Information given:
┌──

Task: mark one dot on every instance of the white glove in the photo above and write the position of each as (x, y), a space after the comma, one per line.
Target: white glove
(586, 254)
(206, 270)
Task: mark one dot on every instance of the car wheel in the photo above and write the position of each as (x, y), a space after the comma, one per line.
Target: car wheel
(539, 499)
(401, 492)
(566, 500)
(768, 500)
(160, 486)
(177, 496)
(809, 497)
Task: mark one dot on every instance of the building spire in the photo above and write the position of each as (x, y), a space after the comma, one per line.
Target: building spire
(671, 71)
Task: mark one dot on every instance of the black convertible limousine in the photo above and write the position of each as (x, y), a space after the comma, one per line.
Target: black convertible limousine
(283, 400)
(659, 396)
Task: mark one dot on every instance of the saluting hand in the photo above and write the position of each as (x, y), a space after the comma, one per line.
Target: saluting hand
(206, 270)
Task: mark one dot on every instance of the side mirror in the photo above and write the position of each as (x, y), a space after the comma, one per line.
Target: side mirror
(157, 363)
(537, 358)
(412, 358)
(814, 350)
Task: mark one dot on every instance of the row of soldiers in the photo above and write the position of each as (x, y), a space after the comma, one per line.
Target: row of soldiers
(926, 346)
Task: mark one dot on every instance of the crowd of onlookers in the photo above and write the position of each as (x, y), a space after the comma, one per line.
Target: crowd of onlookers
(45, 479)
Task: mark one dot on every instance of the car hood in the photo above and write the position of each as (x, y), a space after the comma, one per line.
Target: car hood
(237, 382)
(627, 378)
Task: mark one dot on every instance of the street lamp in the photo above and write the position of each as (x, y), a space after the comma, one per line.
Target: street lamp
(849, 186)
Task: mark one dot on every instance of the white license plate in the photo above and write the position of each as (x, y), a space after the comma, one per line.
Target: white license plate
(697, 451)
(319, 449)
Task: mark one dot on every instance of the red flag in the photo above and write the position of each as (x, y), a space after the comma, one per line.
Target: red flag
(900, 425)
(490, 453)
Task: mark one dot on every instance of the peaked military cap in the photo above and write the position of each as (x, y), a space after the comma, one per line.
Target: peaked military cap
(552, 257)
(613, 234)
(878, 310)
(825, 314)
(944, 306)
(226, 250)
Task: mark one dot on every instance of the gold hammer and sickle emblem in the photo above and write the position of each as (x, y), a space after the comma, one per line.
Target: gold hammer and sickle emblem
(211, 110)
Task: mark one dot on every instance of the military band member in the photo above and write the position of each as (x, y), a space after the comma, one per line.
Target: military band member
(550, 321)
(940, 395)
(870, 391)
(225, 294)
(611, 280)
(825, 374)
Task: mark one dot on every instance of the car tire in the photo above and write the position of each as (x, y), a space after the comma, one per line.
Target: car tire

└──

What is asked: Write out every entry word for word.

Expected output:
Task: mark one dot on every instance of the white glove in the photo above and write the position of each as (x, y), a space after the comma, one per line.
Target: white glove
(586, 254)
(206, 270)
Task: mark one dot on every instance of the car wheel in the photo above and write the position of each as (x, y), a space after the comma, one per line.
Target: car wheel
(539, 499)
(401, 492)
(566, 500)
(768, 500)
(160, 486)
(177, 496)
(809, 497)
Task: mark one dot on every instance of the building spire in the photo above and write the position of each as (x, y), a space after the comma, one per line.
Target: building spire
(671, 71)
Task: mark one dot on every instance of the black convertible limousine in the photo above and write the position of each as (x, y), a space after the comma, one per line.
Target: black convertible limousine
(283, 400)
(659, 396)
Task: mark one dot on every instance of the saluting hand in the photo above and write the position of each as (x, y), a space after the comma, one per line.
Target: saluting hand
(206, 270)
Task: mark one dot on every instance of the side mirror in the photo above and write the position of each as (x, y), a space after the comma, one per line.
Target: side mirror
(157, 363)
(537, 358)
(412, 358)
(814, 350)
Task: mark one dot on every instance of the row of soldiers in the photo above and write the position of each as (x, y), a space after the comma, one per line.
Target: row of soldiers
(926, 346)
Task: mark one dot on every instance of the crowd of onlookers in the photo above and write the position of each as (x, y), a space after the comma, one per line.
Target: crowd of onlookers
(45, 479)
Task: mark one dot on every instance of the car hood in the photo above and write the position of each as (x, y), a space after the comma, one per line.
Target: car hood
(237, 382)
(627, 378)
Task: mark one dot on every instance of the street lamp in the photo above and write the position of each as (x, y), a space after the comma, one per line.
Target: street lamp
(849, 186)
Task: mark one dot on every instance of the white license plate in the photo above and write the position of each as (x, y), a space after the comma, one per line.
Target: white license plate
(697, 451)
(319, 449)
Task: mark one dot on every instance of the red flag in the photo above and write the position of each as (x, y), a space after the comma, one per line.
Target: red flag
(900, 425)
(490, 453)
Task: mark one dot on every instance of the peaked military cap in the photo above and write the position of each as (x, y), a space after the comma, one per line.
Target: peaked military cap
(552, 257)
(613, 234)
(878, 310)
(825, 314)
(944, 306)
(226, 250)
Task: mark one dot on every instance of the gold hammer and sickle emblem in the photo above and write the position of each as (x, y), a space after the comma, one per line.
Target: gold hammer and sickle emblem
(211, 110)
Task: mark one dot on every instance of the military band member in the photo above and write the position of each as (x, y), a space after the comma, one per line.
Target: military band member
(550, 321)
(940, 395)
(870, 391)
(225, 294)
(611, 280)
(825, 374)
Task: mark one dot on every instance of the car tire in the photo above and write the position of each as (x, y), a space after the comma, one per line.
Target: car tire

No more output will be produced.